**What the task requires:** Reproduce everything from the line containing "Look at the photo above. For each instance of the cable" down to the end of the listing, changing "cable knit pattern" to "braided knit pattern" and leaving the rest untouched.

################

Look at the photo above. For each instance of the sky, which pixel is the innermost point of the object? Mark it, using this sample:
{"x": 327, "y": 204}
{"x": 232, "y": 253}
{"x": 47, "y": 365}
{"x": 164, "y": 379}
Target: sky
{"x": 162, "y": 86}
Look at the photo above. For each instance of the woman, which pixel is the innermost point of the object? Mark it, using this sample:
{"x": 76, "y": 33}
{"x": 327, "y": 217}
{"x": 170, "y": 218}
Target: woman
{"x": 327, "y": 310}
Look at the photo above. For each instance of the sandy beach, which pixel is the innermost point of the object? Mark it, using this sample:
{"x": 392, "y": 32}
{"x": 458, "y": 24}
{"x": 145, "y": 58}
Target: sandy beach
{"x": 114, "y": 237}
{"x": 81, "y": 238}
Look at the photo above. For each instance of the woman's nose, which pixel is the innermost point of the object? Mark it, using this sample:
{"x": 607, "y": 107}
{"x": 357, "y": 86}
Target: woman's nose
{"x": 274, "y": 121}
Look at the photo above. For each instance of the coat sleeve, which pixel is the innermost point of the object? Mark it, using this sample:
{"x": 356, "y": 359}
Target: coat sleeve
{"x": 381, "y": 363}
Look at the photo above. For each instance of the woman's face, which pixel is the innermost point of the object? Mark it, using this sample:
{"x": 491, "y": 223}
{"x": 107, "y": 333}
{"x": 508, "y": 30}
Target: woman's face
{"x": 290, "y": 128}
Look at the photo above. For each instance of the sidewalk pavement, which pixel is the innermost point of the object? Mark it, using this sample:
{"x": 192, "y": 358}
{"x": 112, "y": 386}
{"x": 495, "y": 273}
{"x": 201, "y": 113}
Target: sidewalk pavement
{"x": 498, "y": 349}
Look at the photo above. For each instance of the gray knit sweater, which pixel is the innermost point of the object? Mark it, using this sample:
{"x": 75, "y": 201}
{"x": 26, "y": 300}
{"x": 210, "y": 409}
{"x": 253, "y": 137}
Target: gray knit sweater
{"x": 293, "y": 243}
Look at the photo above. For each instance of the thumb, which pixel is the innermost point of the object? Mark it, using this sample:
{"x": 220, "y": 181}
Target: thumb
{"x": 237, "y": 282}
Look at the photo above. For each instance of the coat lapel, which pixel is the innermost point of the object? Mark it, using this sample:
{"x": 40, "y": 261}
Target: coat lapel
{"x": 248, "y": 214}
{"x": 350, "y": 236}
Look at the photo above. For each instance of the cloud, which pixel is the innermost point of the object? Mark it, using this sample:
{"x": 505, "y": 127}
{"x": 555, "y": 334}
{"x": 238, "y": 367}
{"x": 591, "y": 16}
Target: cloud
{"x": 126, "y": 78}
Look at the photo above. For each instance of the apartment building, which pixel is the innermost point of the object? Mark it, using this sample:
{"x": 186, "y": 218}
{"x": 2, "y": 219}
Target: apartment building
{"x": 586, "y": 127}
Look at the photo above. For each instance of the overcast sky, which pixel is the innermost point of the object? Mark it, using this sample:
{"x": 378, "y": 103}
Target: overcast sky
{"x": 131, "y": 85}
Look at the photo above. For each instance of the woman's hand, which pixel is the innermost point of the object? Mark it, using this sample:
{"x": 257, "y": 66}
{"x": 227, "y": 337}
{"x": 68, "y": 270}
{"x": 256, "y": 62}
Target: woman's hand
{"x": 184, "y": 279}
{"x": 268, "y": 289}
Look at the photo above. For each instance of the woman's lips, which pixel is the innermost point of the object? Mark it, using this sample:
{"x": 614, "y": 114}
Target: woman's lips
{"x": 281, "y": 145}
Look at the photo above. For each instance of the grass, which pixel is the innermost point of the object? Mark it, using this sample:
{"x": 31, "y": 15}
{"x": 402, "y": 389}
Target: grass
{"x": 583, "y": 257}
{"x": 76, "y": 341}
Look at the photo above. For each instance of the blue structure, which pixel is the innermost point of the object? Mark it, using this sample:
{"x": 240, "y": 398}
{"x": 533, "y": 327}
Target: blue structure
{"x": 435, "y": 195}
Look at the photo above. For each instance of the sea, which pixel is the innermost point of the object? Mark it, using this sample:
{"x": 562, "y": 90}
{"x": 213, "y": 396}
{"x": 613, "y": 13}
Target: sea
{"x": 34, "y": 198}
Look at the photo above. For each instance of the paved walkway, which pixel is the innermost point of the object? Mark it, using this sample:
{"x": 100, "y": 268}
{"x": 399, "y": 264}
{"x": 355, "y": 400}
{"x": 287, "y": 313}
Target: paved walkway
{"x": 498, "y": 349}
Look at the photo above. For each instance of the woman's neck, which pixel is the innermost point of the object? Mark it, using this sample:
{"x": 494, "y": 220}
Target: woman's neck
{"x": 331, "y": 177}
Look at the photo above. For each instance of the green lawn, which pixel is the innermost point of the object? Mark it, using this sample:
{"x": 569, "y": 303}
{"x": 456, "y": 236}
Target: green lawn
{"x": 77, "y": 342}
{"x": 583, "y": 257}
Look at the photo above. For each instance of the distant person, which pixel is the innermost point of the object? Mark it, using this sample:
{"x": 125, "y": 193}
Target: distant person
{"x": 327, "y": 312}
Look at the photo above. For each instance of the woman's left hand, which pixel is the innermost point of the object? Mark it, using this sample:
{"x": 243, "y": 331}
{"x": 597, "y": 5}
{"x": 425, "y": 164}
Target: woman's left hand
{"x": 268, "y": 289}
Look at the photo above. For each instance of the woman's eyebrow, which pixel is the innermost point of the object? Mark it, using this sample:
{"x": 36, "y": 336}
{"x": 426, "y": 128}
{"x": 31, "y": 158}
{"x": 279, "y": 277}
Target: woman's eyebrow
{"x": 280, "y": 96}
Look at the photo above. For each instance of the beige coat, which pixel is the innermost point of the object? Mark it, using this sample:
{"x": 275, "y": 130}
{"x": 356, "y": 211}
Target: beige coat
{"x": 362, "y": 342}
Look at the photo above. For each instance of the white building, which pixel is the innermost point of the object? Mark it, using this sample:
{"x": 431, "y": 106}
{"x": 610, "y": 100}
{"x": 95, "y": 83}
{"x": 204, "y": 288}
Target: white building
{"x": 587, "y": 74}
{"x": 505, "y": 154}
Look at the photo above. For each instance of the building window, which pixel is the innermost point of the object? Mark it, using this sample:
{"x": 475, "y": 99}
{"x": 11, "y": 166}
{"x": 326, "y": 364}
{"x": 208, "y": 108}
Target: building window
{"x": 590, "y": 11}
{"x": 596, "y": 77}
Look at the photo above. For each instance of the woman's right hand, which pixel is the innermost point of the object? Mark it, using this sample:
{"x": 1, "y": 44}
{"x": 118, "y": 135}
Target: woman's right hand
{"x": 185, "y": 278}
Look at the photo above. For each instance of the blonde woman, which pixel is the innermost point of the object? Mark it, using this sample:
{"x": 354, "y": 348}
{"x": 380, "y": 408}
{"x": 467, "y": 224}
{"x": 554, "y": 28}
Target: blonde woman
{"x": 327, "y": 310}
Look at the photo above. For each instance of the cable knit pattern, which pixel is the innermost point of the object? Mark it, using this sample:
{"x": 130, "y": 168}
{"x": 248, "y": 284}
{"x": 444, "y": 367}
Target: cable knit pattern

################

**Output:**
Look at the photo above. For each instance of the braided knit pattern, which pixel is the innermost point of the object? Mark it, using this sample:
{"x": 130, "y": 168}
{"x": 248, "y": 284}
{"x": 444, "y": 367}
Target: braided knit pattern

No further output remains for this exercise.